■ DIRECTION
In the data below, please reproduce word for word the lines from the one with "notation: point(117, 59)." up to and including the one with "point(109, 107)".

■ RECORDS SHOWN
---------------

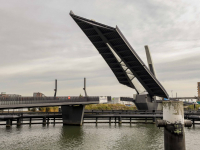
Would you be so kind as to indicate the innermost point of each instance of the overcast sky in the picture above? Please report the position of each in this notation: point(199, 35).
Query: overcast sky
point(40, 42)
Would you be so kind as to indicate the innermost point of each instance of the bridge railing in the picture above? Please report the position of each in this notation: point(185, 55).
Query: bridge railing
point(34, 100)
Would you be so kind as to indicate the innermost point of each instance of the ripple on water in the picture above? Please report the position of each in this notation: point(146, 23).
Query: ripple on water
point(90, 137)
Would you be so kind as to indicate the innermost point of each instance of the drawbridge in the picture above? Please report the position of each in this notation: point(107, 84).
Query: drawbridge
point(124, 62)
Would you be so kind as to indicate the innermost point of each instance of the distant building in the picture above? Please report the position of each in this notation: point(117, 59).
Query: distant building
point(117, 100)
point(198, 89)
point(38, 94)
point(3, 94)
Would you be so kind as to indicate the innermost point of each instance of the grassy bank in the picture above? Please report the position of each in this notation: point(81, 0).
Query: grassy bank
point(109, 107)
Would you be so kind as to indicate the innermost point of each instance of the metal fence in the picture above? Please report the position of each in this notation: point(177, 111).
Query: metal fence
point(35, 100)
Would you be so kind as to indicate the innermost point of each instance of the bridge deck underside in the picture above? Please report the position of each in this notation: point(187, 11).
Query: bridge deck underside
point(101, 35)
point(45, 104)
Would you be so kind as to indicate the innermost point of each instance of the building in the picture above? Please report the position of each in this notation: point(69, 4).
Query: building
point(38, 94)
point(117, 100)
point(3, 94)
point(198, 89)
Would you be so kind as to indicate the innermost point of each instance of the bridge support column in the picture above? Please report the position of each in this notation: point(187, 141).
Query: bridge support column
point(173, 123)
point(73, 115)
point(8, 122)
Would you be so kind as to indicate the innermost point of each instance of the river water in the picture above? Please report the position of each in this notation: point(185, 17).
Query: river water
point(90, 137)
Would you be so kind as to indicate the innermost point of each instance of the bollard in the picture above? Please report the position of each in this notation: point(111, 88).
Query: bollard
point(109, 119)
point(173, 123)
point(8, 122)
point(30, 121)
point(18, 121)
point(44, 121)
point(96, 120)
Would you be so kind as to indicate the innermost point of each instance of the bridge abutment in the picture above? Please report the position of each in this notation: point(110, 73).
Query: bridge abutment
point(73, 115)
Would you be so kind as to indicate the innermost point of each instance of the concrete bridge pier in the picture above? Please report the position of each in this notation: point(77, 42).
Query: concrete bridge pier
point(73, 115)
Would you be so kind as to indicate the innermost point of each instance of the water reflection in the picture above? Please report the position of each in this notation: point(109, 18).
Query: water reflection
point(90, 137)
point(71, 137)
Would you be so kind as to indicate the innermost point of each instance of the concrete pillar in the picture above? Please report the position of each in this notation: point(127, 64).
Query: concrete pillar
point(174, 136)
point(73, 115)
point(18, 121)
point(8, 122)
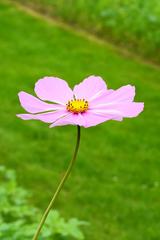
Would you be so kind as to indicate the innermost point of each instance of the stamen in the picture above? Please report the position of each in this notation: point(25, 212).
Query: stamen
point(77, 105)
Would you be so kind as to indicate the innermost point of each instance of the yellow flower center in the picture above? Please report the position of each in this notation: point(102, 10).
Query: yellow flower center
point(77, 105)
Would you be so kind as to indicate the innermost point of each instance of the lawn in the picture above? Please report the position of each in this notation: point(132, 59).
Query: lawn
point(116, 182)
point(133, 24)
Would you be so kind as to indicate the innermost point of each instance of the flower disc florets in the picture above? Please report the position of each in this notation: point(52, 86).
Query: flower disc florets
point(77, 105)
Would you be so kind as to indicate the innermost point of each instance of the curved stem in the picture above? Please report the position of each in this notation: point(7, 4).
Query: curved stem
point(60, 186)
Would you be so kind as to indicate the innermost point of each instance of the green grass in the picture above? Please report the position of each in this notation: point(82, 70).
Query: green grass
point(116, 182)
point(134, 24)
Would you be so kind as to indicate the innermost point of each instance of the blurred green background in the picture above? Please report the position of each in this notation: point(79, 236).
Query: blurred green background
point(116, 182)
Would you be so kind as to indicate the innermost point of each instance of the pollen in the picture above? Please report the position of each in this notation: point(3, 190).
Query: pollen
point(77, 105)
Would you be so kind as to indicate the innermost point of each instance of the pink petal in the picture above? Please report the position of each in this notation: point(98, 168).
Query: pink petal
point(126, 109)
point(44, 117)
point(70, 119)
point(53, 89)
point(90, 88)
point(33, 105)
point(92, 118)
point(123, 94)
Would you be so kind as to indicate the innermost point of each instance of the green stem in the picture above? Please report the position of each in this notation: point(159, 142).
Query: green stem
point(60, 186)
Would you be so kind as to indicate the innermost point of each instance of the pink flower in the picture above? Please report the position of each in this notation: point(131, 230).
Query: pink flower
point(90, 103)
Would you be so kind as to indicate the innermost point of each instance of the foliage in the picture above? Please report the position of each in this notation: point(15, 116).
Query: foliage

---------------

■ RESPONSE
Would you be so kind as to indicate the innermost point of each instance of the distant building in the picture above? Please report the position of each in this notation: point(117, 59).
Query: distant building
point(117, 100)
point(198, 89)
point(38, 94)
point(3, 94)
Would you be so kind as to indicate the innermost point of each instance of the grassy bank in the picture above? Please report the position of each in this notation: point(81, 0).
Query: grassy bank
point(109, 107)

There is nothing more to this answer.